## Exercise task
Please copy out the lines of the data below, starting at the line that contains "Can you find the marble" and stopping after the line that contains "point(35, 493)".

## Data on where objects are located
* * * * * * * * *

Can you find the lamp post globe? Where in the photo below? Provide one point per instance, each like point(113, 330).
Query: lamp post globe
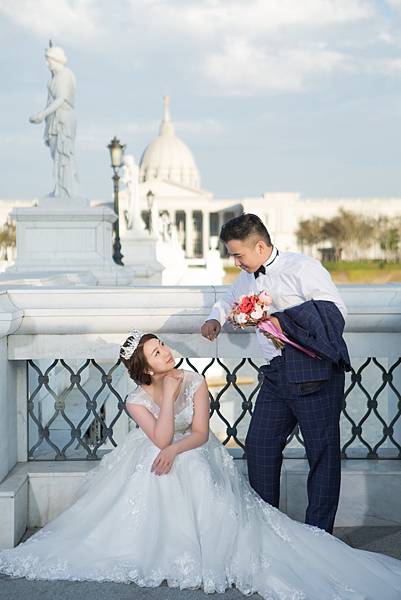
point(116, 150)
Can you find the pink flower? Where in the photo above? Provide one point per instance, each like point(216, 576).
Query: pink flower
point(265, 298)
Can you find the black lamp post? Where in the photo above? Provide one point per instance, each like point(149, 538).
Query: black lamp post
point(150, 197)
point(116, 155)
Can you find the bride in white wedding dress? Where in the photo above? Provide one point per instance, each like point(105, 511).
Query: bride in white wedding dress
point(168, 504)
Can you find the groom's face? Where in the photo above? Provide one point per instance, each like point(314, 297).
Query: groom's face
point(248, 254)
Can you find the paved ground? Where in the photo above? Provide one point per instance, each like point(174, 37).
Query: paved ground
point(377, 539)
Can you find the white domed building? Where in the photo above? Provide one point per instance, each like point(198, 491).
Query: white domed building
point(170, 181)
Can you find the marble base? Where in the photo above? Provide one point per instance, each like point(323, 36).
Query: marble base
point(59, 238)
point(139, 253)
point(35, 493)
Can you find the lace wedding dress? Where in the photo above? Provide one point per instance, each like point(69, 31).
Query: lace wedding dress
point(199, 526)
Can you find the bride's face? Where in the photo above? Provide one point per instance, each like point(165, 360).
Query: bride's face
point(158, 356)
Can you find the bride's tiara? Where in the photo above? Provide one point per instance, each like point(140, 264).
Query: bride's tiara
point(131, 344)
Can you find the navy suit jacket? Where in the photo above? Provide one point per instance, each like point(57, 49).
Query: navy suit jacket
point(317, 325)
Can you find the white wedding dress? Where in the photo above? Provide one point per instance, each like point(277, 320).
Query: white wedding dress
point(199, 526)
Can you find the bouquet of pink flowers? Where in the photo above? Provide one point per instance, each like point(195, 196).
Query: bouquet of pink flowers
point(253, 310)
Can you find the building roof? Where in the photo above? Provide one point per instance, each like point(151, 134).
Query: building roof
point(168, 158)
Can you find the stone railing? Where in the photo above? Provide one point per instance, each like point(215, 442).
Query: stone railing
point(58, 349)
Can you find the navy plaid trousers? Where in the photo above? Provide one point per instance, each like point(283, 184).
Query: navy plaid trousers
point(316, 407)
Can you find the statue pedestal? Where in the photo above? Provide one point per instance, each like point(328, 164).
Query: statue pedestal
point(55, 238)
point(139, 253)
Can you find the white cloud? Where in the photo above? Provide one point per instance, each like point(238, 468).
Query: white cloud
point(54, 18)
point(253, 17)
point(246, 69)
point(243, 47)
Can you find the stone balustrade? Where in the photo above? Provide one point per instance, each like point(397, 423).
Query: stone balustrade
point(41, 324)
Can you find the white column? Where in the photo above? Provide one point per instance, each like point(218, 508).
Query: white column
point(189, 240)
point(205, 233)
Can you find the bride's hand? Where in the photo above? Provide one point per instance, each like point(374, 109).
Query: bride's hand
point(171, 384)
point(164, 461)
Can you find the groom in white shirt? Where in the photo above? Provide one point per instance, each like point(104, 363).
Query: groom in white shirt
point(292, 279)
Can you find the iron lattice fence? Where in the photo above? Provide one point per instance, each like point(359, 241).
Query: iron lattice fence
point(76, 412)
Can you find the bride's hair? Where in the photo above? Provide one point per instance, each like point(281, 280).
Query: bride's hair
point(137, 364)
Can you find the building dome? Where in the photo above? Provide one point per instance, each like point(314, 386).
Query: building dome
point(168, 158)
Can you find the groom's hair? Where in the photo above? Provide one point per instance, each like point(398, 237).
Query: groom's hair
point(244, 226)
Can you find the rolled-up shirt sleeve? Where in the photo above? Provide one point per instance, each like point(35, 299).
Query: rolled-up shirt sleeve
point(222, 308)
point(317, 284)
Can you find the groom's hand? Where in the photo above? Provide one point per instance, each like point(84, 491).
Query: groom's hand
point(276, 322)
point(211, 329)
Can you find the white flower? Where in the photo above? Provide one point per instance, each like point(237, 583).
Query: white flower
point(241, 318)
point(265, 298)
point(257, 313)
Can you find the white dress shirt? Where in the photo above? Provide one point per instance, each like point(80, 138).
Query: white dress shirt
point(291, 279)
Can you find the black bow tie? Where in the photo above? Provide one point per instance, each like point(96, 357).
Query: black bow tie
point(261, 269)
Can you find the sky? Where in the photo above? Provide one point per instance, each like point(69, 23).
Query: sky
point(270, 95)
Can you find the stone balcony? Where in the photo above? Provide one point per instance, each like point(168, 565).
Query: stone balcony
point(54, 343)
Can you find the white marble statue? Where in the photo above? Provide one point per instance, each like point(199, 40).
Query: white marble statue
point(60, 129)
point(131, 180)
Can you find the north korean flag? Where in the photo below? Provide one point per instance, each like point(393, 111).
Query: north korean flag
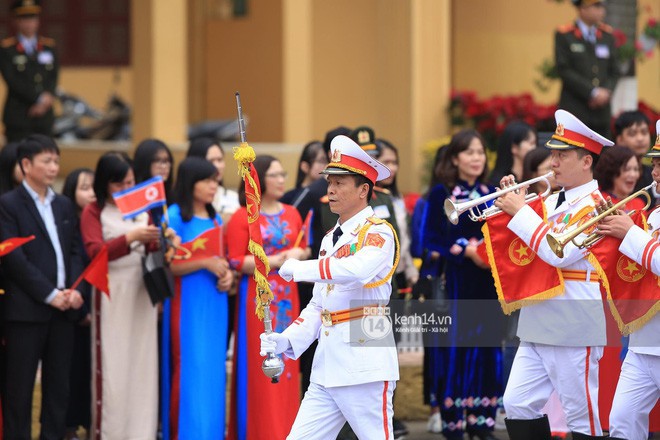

* * * * * * * * *

## Final result
Can you find the marble base? Where in the photo above? Provide one point per instance, each like point(323, 36).
Query: marble base
point(59, 238)
point(139, 253)
point(35, 493)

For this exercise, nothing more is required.